- **Document section**
#####
I have heard that "Steve's" response to right-clicking is "Find a better user interface method". Basically, and I semi-agree, that the right click menu is a lazy way of implementing your menuing.

Granding, I like right clicking, but I also know that some apps in the windows world, it is like all menus are under the right click.


----------



## Gerard McLean (Feb 24, 2005)

Might be lazy, but it is like the QWERTY keyboard... been around too long to change!

G.


----------



## Lasha (Feb 24, 2005)

Exactly. I don't think Apple will ever change their single mouse button. It's like...their "THING" that every company has, you know? I am perfectly fine with the single mouse button for their products, but I can always get a nice Logitech or Microsoft mouse that'll do my right clicking just fine.


----------



## Convert (Feb 24, 2005)

Just been playing Rise of Nations. It's good. The units only move to a point when you right click. That is annoying. 

Hopefully I can fix this though.


----------



## Viro (Feb 24, 2005)
#####
- **Data extract**

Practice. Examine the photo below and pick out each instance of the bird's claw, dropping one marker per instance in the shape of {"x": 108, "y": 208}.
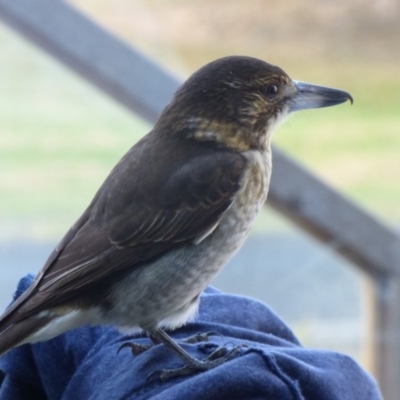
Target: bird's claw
{"x": 200, "y": 337}
{"x": 215, "y": 359}
{"x": 136, "y": 348}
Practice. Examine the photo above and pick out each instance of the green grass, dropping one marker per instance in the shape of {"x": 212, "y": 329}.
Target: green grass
{"x": 59, "y": 138}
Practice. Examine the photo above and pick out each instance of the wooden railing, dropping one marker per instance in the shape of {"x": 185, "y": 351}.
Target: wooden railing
{"x": 145, "y": 88}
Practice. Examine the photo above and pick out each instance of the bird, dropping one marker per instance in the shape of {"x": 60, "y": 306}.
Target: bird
{"x": 170, "y": 214}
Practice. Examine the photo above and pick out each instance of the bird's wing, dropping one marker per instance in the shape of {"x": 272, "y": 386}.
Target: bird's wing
{"x": 151, "y": 202}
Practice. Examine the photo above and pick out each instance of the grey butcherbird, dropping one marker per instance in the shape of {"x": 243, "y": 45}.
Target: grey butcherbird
{"x": 171, "y": 213}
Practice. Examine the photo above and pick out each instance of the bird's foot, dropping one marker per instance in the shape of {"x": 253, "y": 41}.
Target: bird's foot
{"x": 136, "y": 348}
{"x": 200, "y": 337}
{"x": 215, "y": 359}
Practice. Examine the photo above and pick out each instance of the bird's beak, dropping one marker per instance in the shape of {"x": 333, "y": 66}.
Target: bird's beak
{"x": 313, "y": 96}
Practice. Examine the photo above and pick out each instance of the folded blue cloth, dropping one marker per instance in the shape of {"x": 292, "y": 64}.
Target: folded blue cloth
{"x": 84, "y": 364}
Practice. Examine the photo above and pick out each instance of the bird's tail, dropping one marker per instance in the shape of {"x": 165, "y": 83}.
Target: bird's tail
{"x": 14, "y": 332}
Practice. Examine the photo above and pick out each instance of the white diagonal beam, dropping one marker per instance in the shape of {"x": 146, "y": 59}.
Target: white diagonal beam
{"x": 144, "y": 87}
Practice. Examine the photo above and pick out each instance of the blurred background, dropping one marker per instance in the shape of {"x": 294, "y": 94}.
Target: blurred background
{"x": 59, "y": 138}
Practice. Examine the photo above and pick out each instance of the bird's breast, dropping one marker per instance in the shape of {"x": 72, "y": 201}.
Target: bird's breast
{"x": 238, "y": 219}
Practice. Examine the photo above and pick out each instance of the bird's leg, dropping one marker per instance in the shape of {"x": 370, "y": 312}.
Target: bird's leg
{"x": 192, "y": 365}
{"x": 137, "y": 348}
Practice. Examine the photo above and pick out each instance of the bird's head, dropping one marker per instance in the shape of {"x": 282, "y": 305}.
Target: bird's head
{"x": 239, "y": 102}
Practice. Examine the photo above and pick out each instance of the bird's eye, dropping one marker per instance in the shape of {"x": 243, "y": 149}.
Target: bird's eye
{"x": 272, "y": 91}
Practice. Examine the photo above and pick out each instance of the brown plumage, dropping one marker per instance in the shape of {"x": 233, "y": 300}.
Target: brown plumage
#####
- **Written task A**
Answer these questions about the forum thread on right-clicking:
(i) What keyboard does Gerard McLean compare the right-click menu to?
(ii) Which two brands of mouse does Lasha mention?
(iii) What game was Convert playing?
- **Written task B**
Reproduce the forum thread on right-clicking between "## Gerard McLean" and "clicking just fine.", inclusive.

- **Complete response A**
(i) The QWERTY keyboard
(ii) Logitech and Microsoft
(iii) Rise of Nations

- **Complete response B**
## Gerard McLean (Feb 24, 2005)

Might be lazy, but it is like the QWERTY keyboard... been around too long to change!

G.


----------



## Lasha (Feb 24, 2005)

Exactly. I don't think Apple will ever change their single mouse button. It's like...their "THING" that every company has, you know? I am perfectly fine with the single mouse button for their products, but I can always get a nice Logitech or Microsoft mouse that'll do my right clicking just fine.